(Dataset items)
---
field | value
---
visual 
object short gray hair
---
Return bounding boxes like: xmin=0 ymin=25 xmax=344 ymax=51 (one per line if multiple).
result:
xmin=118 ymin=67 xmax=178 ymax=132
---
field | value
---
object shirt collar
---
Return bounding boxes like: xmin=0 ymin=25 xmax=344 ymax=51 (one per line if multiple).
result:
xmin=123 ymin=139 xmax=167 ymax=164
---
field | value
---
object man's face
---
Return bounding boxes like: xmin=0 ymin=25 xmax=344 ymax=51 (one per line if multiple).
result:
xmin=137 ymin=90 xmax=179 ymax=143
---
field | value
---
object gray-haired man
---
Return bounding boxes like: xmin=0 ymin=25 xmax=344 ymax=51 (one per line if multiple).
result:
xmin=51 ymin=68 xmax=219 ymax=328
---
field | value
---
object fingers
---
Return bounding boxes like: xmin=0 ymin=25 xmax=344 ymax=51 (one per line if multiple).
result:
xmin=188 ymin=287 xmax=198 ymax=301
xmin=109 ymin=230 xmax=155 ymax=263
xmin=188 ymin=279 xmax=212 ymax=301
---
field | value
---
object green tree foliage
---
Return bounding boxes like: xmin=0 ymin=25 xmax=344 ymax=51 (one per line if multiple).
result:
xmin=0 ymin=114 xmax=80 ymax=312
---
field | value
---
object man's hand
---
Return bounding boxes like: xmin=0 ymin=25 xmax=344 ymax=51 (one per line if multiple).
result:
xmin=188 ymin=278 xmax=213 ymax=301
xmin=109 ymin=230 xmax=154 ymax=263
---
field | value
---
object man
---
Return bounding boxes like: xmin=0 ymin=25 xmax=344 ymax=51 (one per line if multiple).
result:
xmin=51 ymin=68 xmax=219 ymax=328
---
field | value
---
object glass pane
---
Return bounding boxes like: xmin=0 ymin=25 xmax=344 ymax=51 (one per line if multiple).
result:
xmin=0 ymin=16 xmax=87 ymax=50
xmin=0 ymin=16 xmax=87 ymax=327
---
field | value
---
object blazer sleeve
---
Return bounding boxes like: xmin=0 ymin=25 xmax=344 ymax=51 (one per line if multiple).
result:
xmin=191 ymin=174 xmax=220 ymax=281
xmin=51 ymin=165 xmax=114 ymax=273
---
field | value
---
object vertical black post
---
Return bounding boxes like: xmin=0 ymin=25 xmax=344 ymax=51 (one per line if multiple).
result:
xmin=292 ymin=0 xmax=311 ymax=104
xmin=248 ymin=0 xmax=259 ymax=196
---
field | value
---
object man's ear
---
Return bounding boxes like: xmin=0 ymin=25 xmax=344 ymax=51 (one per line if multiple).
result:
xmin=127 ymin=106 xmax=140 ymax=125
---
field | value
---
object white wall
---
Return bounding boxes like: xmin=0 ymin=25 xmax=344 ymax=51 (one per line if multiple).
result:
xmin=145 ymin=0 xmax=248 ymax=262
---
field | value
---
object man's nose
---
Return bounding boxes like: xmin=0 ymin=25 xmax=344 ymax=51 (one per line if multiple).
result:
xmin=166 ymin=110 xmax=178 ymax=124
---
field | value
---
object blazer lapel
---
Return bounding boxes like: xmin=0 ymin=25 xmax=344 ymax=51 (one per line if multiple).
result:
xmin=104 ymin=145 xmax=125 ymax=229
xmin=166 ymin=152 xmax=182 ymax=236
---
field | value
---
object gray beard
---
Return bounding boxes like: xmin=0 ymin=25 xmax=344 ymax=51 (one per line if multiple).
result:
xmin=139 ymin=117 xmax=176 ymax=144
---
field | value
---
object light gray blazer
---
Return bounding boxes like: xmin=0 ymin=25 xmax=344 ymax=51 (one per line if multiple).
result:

==

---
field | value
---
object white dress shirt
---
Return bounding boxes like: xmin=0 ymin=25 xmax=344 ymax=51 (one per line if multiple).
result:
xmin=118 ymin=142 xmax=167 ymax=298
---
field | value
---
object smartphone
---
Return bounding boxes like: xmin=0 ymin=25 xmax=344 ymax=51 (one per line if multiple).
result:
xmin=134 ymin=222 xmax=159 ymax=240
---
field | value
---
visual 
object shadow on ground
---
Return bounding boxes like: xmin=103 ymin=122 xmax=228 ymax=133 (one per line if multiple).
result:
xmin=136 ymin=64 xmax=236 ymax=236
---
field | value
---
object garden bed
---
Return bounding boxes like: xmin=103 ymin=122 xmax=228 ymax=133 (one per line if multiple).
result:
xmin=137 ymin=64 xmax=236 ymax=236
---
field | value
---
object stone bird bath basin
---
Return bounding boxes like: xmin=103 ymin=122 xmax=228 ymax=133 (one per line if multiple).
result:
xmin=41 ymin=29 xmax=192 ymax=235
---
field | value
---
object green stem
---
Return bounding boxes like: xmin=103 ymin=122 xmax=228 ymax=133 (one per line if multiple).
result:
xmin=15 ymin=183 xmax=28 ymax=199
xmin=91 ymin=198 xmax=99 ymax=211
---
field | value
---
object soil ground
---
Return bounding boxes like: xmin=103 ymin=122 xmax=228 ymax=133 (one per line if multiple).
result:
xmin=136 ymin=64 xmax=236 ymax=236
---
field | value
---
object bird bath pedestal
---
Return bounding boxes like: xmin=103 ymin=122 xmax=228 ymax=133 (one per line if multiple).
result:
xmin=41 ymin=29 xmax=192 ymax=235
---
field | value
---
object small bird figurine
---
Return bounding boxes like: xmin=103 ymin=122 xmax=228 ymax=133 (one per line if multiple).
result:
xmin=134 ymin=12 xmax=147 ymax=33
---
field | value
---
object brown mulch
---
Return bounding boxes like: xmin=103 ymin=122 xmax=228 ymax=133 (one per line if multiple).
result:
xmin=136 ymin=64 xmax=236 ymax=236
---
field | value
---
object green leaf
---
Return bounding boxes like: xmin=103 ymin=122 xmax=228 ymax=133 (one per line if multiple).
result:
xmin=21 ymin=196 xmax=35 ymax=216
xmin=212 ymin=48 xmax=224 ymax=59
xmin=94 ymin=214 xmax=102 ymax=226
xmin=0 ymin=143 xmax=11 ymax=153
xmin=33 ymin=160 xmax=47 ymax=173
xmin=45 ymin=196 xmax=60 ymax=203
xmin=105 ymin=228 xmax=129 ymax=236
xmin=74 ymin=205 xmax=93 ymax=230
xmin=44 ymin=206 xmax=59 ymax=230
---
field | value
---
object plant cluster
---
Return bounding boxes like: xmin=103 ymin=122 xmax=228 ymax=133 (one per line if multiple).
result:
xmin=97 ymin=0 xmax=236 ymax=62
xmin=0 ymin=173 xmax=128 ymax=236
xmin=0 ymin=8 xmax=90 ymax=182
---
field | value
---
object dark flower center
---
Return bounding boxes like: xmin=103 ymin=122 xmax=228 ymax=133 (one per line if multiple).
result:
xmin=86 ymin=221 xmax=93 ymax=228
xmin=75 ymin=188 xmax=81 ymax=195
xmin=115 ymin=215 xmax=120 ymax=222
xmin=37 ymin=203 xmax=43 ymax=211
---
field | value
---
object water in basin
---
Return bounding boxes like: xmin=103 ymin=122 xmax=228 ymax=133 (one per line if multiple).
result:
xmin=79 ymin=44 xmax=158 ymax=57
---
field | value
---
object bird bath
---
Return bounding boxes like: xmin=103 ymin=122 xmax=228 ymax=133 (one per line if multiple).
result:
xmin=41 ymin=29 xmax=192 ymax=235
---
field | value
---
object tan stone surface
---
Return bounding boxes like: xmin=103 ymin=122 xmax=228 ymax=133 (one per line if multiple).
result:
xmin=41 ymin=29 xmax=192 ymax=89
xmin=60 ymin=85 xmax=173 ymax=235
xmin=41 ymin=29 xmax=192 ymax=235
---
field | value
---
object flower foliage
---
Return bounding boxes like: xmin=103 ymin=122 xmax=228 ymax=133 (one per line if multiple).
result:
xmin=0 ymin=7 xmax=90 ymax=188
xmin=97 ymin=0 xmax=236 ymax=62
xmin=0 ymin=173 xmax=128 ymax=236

BRIEF:
From the data above, pull out each line that contains the string "bath" and list those lines.

RESPONSE TO THIS EXERCISE:
object stone bird bath basin
object bird bath pedestal
object bird bath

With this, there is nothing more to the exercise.